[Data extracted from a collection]

====

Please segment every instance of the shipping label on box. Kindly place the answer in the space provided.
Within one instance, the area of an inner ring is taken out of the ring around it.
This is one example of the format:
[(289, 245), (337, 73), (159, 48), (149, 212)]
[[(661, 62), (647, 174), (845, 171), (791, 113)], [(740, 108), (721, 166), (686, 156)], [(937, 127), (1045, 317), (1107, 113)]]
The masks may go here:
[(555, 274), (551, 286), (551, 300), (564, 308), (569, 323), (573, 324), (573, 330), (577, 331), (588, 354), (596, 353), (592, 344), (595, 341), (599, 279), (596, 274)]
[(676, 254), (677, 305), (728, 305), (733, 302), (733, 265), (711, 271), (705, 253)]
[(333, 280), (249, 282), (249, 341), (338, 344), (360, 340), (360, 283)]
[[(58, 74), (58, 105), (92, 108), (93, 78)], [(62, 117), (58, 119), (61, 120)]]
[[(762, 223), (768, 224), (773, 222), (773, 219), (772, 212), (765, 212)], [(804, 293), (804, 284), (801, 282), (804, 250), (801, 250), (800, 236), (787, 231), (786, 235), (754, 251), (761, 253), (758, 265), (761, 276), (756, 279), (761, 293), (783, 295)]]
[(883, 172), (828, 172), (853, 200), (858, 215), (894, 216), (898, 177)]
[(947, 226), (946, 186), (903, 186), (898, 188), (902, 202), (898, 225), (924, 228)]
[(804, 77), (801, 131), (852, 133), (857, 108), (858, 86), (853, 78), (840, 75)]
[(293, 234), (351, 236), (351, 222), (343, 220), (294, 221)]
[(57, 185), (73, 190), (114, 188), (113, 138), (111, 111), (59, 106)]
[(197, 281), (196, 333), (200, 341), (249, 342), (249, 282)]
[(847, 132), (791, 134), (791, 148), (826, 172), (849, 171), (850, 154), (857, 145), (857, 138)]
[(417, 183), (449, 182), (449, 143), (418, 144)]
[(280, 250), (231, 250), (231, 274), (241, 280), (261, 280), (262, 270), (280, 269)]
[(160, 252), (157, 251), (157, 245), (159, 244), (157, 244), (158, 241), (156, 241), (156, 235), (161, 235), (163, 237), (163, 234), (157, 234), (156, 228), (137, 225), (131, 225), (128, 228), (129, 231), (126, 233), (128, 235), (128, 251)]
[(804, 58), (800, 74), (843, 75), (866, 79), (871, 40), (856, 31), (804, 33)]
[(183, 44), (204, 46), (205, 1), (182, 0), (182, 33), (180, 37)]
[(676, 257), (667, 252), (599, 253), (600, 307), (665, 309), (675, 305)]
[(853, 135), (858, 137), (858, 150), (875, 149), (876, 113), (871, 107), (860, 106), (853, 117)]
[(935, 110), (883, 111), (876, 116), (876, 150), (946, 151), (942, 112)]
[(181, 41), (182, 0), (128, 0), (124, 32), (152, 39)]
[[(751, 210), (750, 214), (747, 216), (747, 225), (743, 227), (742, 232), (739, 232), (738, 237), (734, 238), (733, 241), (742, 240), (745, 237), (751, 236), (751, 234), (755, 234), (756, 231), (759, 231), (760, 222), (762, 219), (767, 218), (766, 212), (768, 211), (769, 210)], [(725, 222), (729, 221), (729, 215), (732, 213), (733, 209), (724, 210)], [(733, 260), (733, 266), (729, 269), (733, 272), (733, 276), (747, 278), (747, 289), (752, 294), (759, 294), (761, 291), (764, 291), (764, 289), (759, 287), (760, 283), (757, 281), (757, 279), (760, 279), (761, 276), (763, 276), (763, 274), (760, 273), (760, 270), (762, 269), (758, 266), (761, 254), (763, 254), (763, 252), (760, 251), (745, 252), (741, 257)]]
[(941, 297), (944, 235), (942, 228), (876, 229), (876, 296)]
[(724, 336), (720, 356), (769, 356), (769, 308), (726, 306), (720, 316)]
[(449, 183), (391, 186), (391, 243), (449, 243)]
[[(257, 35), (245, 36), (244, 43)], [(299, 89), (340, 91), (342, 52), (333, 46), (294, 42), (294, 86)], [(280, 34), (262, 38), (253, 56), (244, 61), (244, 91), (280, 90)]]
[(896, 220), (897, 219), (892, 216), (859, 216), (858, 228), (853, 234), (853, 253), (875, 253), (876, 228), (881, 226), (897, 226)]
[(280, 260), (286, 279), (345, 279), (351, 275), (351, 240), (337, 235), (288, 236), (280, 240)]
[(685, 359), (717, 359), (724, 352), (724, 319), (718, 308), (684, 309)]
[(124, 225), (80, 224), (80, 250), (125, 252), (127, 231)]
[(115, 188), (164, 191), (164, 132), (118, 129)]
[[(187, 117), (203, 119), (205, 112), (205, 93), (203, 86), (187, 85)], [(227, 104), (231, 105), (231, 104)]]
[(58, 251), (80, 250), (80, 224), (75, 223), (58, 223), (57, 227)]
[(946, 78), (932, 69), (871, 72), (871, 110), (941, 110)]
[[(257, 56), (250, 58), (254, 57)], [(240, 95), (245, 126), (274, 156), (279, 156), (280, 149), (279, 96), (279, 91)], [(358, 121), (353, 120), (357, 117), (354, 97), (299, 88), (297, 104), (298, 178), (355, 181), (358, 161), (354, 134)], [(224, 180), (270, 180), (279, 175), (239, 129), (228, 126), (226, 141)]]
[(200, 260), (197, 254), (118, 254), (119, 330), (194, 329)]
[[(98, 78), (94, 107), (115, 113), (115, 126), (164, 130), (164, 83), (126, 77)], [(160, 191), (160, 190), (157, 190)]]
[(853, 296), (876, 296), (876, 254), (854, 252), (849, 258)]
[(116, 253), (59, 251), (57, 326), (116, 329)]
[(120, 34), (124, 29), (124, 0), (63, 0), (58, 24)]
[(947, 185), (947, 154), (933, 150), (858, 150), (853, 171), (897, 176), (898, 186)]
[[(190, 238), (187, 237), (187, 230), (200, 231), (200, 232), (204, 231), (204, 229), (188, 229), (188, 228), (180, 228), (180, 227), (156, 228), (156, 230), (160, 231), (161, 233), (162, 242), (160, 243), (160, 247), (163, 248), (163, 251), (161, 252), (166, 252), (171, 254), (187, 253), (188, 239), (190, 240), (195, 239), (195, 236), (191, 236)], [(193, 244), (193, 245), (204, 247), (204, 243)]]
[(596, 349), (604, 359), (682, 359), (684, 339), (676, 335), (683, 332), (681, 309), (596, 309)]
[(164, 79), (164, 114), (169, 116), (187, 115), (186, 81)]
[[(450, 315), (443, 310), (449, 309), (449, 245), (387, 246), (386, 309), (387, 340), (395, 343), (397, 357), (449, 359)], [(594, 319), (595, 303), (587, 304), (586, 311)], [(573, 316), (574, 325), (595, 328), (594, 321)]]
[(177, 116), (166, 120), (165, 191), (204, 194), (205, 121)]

====

Task description: Among the entries, how many lines include the string "instance"? Please reply with only the number.

Expected answer: 2